:: Article ::
Home » Governance » Dawn of New Era for A1 Farmers

President Mugabe yesterday opened a new chapter in the land reform programme when he launched A1 settlement permits which ensure that farmers have security of tenure and can be used as collateral.

The permits, which confirm ownership of specific pieces of land by newly-resettlement farmers, were launched at Chifundi Farm in Mashonaland West Province, where 79 A1 farmers from the farm and from Emily Park Farm were handed the first batch.

The permits are not transferable and bear a map of the plot allocated and details of the beneficiaries and their spouses, even in cases of polygamy.

They state that each farmer is entitled to six hectares of arable land and access to communal grazing land.

The President said the permits were a seal on the land reform programme and would complement the 99-year leases launched in November 2006 in a bid to securitise the land and give beneficiaries security of tenure on the farms.

“Following the successful implementation of our land reform programme, today’s event is appropriately akin to putting the icing on the cake,” President Mugabe said. “Today, we indeed celebrate the emancipation and empowerment of our people as we unveil the A1 settlement permits.”

:: Goal ::
Pick up the article on the A1 settlement permits after its final sentence and keep it going.

:: Supplied data ::
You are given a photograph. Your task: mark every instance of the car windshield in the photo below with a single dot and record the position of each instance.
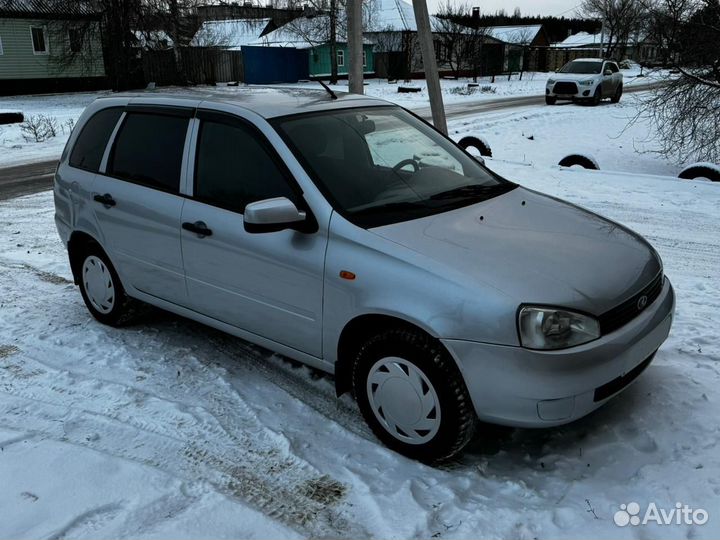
(582, 67)
(382, 165)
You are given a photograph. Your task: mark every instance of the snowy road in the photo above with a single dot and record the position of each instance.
(170, 429)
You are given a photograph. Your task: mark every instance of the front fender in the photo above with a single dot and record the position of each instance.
(394, 281)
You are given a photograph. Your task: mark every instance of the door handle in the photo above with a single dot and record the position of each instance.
(198, 228)
(106, 200)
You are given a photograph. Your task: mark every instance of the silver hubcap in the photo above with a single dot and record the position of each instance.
(98, 284)
(403, 400)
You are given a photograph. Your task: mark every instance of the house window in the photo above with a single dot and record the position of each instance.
(39, 37)
(75, 36)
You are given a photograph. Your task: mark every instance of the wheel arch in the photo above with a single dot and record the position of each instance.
(356, 332)
(77, 245)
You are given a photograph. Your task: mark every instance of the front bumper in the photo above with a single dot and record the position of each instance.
(563, 92)
(520, 387)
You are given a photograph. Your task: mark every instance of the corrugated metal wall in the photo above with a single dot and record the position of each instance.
(18, 61)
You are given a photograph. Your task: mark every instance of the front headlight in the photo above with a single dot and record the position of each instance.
(549, 328)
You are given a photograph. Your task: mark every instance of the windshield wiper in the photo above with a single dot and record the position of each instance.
(390, 207)
(474, 191)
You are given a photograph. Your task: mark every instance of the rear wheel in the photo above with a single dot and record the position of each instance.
(412, 395)
(101, 288)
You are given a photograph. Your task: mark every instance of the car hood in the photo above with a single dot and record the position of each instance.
(574, 76)
(535, 249)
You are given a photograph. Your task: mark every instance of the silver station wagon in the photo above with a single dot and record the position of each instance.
(350, 235)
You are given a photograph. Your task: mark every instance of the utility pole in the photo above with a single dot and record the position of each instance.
(422, 19)
(355, 46)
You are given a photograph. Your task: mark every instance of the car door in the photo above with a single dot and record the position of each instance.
(270, 284)
(137, 201)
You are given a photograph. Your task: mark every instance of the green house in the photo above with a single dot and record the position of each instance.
(320, 56)
(46, 50)
(312, 34)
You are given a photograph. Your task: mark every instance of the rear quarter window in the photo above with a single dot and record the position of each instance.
(148, 150)
(92, 141)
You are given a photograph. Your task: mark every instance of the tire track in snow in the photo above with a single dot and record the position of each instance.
(217, 439)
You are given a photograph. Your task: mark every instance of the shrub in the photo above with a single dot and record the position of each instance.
(39, 128)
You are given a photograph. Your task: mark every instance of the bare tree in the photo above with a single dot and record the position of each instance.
(621, 19)
(665, 22)
(460, 45)
(522, 38)
(686, 111)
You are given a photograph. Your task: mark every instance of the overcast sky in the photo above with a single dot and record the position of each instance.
(527, 7)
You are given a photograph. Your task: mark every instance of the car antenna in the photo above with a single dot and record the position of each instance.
(333, 95)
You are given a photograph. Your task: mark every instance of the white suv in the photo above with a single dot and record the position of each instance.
(587, 79)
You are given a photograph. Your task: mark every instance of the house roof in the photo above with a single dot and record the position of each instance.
(303, 33)
(581, 39)
(392, 16)
(232, 34)
(47, 9)
(516, 35)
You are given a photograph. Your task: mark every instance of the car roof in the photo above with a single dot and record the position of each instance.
(592, 60)
(268, 102)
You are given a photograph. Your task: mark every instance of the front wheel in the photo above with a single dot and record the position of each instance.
(413, 396)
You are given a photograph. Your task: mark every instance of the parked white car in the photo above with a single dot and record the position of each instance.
(586, 79)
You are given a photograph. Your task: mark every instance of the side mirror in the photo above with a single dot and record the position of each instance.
(272, 215)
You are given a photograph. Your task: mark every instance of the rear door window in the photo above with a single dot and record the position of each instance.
(90, 145)
(234, 168)
(148, 150)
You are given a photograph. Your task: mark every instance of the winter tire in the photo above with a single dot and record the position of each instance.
(412, 395)
(700, 171)
(578, 159)
(101, 288)
(478, 144)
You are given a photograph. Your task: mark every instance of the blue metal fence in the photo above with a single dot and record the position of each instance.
(268, 65)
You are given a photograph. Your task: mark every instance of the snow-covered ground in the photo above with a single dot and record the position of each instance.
(15, 150)
(540, 135)
(168, 429)
(457, 91)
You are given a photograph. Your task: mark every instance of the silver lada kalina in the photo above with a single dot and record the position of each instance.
(350, 235)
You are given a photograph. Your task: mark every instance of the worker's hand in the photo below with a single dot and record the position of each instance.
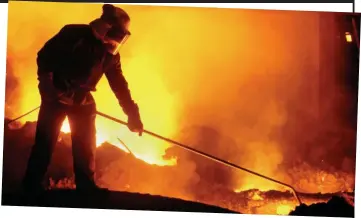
(135, 124)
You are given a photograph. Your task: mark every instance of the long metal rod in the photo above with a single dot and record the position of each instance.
(186, 148)
(13, 120)
(205, 155)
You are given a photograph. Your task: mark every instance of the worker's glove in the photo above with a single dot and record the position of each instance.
(134, 122)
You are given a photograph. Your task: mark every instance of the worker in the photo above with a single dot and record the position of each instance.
(70, 65)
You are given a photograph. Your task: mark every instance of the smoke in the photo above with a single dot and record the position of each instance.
(242, 85)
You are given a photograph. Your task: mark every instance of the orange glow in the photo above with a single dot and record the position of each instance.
(284, 209)
(348, 37)
(222, 69)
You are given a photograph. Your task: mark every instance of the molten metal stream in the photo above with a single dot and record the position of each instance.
(187, 148)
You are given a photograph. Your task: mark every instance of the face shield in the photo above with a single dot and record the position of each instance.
(116, 38)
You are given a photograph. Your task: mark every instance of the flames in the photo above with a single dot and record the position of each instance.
(236, 82)
(119, 138)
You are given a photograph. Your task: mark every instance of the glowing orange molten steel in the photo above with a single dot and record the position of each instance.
(148, 157)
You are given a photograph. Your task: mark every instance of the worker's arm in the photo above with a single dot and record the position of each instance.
(53, 51)
(119, 86)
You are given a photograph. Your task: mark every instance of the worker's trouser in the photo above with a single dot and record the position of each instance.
(83, 136)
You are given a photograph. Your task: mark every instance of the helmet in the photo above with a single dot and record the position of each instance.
(118, 32)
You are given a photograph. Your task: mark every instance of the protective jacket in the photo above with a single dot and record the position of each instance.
(71, 64)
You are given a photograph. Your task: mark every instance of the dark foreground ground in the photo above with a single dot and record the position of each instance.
(116, 170)
(109, 200)
(336, 207)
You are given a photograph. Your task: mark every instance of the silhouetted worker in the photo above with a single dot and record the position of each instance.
(69, 66)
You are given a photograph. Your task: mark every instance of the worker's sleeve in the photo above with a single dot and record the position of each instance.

:: Exercise result ::
President Mugabe said the permits would be issued to only those who were productive and had infrastructural developments on their plots.

He said the permits for the A1 farmers and leases for A2 farms were a shield against Western machinations to reverse the land reform programme through the MDC-T.

The President warned people against inviting white former commercial farmers back to the land saying he was aware that some Government ministers were sub-letting farms acquired under the land reform programme to such people, while some chiefs were illegally settling people.

He said ministers should lead by example and warned that action would be taken against those who breached regulations.

“If there are those who still believe that the land they acquired was to afford them places to visit over weekends for braais and picnic parties, or for prestige or as places for interment when they pass on, then surely these will, sooner than later, lose the farms allocated to them,” he said.

“We are aware that some have either abandoned land allocated to them without having constructed any buildings thereon others have sub-leased the land, or surrendered it to individuals for lease rentals which are a pittance. What annoys us even more is where our own indigenous farmers sub-lease to the very same white farmers we took our heritage from yesterday.”

President Mugabe said the land came as a result of sacrifices by people, both living and dead, including icons such as the late Vice-Presidents Dr Joshua Nkomo, Dr Simon Muzenda, Joseph Msika and John Landa Nkomo.

“Munhu wega wega ngaarege kushaya paanoti apa ndopake, pangave padiki,” he said. “Saka ivhu rakakosha zvikuru. Manzwa Mai Mujuru vachiti vazhinji vakaritambudzikira. Pane avo vataive navo kunze vane ruzivo rwematambudziko ataisangana nawo.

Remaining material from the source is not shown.